(Dataset entries)
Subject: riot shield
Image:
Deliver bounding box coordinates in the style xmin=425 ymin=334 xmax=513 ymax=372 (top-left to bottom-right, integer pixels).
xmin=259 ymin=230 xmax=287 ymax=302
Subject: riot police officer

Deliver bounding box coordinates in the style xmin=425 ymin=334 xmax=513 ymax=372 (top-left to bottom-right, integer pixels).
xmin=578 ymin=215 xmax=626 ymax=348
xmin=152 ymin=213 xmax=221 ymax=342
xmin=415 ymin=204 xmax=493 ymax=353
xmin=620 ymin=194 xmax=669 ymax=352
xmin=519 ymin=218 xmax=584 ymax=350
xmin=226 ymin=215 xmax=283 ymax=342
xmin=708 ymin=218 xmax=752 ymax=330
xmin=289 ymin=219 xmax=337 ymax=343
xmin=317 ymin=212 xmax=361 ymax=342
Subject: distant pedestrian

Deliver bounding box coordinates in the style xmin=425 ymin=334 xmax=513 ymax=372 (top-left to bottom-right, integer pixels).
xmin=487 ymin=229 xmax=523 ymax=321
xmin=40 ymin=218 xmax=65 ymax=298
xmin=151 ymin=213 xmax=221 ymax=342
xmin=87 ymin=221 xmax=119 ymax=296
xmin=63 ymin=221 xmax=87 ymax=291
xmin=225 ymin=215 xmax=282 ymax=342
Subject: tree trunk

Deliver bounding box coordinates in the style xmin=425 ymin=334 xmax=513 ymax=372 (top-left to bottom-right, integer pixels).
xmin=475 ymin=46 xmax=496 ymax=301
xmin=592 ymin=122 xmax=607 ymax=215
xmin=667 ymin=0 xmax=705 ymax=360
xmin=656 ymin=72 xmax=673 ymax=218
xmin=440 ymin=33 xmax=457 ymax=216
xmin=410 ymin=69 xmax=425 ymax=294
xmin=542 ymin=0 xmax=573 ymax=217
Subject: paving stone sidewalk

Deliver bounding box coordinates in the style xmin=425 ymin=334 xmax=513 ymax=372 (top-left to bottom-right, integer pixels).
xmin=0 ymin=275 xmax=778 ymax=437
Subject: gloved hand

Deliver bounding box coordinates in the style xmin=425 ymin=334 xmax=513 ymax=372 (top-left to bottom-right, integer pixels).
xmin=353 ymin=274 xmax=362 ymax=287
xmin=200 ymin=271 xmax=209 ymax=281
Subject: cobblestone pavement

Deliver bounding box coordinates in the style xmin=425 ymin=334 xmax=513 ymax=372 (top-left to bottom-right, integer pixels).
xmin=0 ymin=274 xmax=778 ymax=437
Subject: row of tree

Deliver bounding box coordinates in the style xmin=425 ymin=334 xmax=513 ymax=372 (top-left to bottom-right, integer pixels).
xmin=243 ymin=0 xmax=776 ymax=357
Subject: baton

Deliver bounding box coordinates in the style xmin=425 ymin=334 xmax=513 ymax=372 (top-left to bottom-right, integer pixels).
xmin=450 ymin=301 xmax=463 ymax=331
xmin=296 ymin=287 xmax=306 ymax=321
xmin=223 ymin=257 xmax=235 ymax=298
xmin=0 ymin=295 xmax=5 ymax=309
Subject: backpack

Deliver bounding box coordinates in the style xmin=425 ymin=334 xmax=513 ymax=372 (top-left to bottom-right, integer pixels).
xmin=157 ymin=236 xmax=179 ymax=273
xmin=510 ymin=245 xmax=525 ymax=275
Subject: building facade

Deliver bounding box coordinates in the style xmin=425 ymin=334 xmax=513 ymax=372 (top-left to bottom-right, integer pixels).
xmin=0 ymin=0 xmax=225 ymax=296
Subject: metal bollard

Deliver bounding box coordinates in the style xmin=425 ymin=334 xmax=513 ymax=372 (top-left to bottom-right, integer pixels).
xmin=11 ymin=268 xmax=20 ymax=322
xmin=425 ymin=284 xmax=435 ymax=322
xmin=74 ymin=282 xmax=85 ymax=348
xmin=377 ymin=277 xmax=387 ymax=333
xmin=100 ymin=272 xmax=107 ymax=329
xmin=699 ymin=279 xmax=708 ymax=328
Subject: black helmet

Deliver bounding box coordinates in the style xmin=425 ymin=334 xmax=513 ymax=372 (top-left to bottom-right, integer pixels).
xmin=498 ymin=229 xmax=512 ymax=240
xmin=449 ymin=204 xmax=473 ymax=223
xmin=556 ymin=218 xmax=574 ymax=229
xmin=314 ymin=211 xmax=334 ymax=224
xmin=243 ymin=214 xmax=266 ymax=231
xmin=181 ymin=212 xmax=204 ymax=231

* _DIRECTIONS FOR THIS TASK_
Copy each line of the data exactly, leaving nothing out.

* _FINISHED EXERCISE_
Subject: riot shield
Image:
Deliver bounding box coordinates in the style xmin=425 ymin=334 xmax=513 ymax=372 (top-left to bottom-right, integer pixels).
xmin=259 ymin=230 xmax=287 ymax=302
Subject: riot police officer

Deliver bounding box coordinates in the style xmin=425 ymin=334 xmax=513 ymax=372 (top-left to bottom-right, integer pixels).
xmin=578 ymin=215 xmax=626 ymax=348
xmin=152 ymin=213 xmax=221 ymax=342
xmin=415 ymin=204 xmax=493 ymax=353
xmin=620 ymin=194 xmax=669 ymax=352
xmin=519 ymin=218 xmax=584 ymax=350
xmin=226 ymin=215 xmax=283 ymax=342
xmin=708 ymin=218 xmax=752 ymax=330
xmin=289 ymin=219 xmax=337 ymax=343
xmin=317 ymin=212 xmax=361 ymax=342
Subject: distant pedestrian

Deliver bounding box coordinates in the style xmin=425 ymin=334 xmax=513 ymax=372 (top-left to bottom-right, integer pixels).
xmin=487 ymin=229 xmax=523 ymax=321
xmin=40 ymin=218 xmax=65 ymax=298
xmin=151 ymin=213 xmax=221 ymax=342
xmin=87 ymin=221 xmax=119 ymax=296
xmin=63 ymin=221 xmax=87 ymax=291
xmin=225 ymin=215 xmax=282 ymax=342
Subject: tree trunk

Deliver bounding box coordinates in the style xmin=425 ymin=334 xmax=513 ymax=372 (top-left to bottom-right, integer pixels).
xmin=475 ymin=46 xmax=496 ymax=301
xmin=592 ymin=122 xmax=607 ymax=215
xmin=667 ymin=0 xmax=705 ymax=360
xmin=656 ymin=72 xmax=673 ymax=218
xmin=440 ymin=33 xmax=457 ymax=216
xmin=410 ymin=69 xmax=425 ymax=294
xmin=542 ymin=0 xmax=573 ymax=217
Subject: paving stone sidewalk

Deliver bounding box coordinates in the style xmin=425 ymin=334 xmax=513 ymax=372 (top-left to bottom-right, integer pixels).
xmin=0 ymin=275 xmax=778 ymax=437
Subject: gloved hand

Deliver bounding box coordinates in the style xmin=425 ymin=334 xmax=513 ymax=372 (top-left to bottom-right, integer pixels).
xmin=353 ymin=274 xmax=362 ymax=287
xmin=200 ymin=271 xmax=209 ymax=281
Subject: cobblestone pavement

Deliver bounding box coordinates in the style xmin=425 ymin=334 xmax=513 ymax=372 (top-left to bottom-right, integer pixels).
xmin=0 ymin=274 xmax=778 ymax=437
Subject: row of tree

Deliver bounding box coordinates in the style xmin=425 ymin=334 xmax=513 ymax=372 (top-left to bottom-right, integer pixels).
xmin=243 ymin=0 xmax=776 ymax=357
Subject: baton

Deliver bounding box coordinates in the style xmin=425 ymin=334 xmax=513 ymax=372 (top-left to bottom-right, integer pixels).
xmin=450 ymin=301 xmax=463 ymax=331
xmin=296 ymin=287 xmax=306 ymax=321
xmin=223 ymin=257 xmax=235 ymax=298
xmin=0 ymin=295 xmax=5 ymax=309
Subject: backpack

Deliver bounding box coordinates in the style xmin=425 ymin=334 xmax=513 ymax=372 (top-left to bottom-right, integer pixels).
xmin=157 ymin=236 xmax=179 ymax=273
xmin=510 ymin=245 xmax=525 ymax=275
Subject: building facade

Deliver bounding box coordinates in the style xmin=425 ymin=334 xmax=513 ymax=372 (top-left to bottom-right, integer pixels).
xmin=0 ymin=0 xmax=225 ymax=296
Subject: metal bollard

Deliver bounding box coordinates in the style xmin=425 ymin=334 xmax=513 ymax=372 (top-left to bottom-right, integer pixels).
xmin=11 ymin=268 xmax=20 ymax=322
xmin=425 ymin=284 xmax=435 ymax=322
xmin=74 ymin=282 xmax=85 ymax=348
xmin=377 ymin=277 xmax=387 ymax=333
xmin=100 ymin=272 xmax=107 ymax=329
xmin=699 ymin=279 xmax=708 ymax=328
Subject: black helmet

Deliver bounding box coordinates in the style xmin=425 ymin=334 xmax=513 ymax=372 (top-left to bottom-right, integer pixels).
xmin=498 ymin=229 xmax=512 ymax=240
xmin=449 ymin=204 xmax=473 ymax=223
xmin=556 ymin=218 xmax=574 ymax=229
xmin=314 ymin=211 xmax=334 ymax=224
xmin=243 ymin=214 xmax=266 ymax=231
xmin=181 ymin=212 xmax=204 ymax=231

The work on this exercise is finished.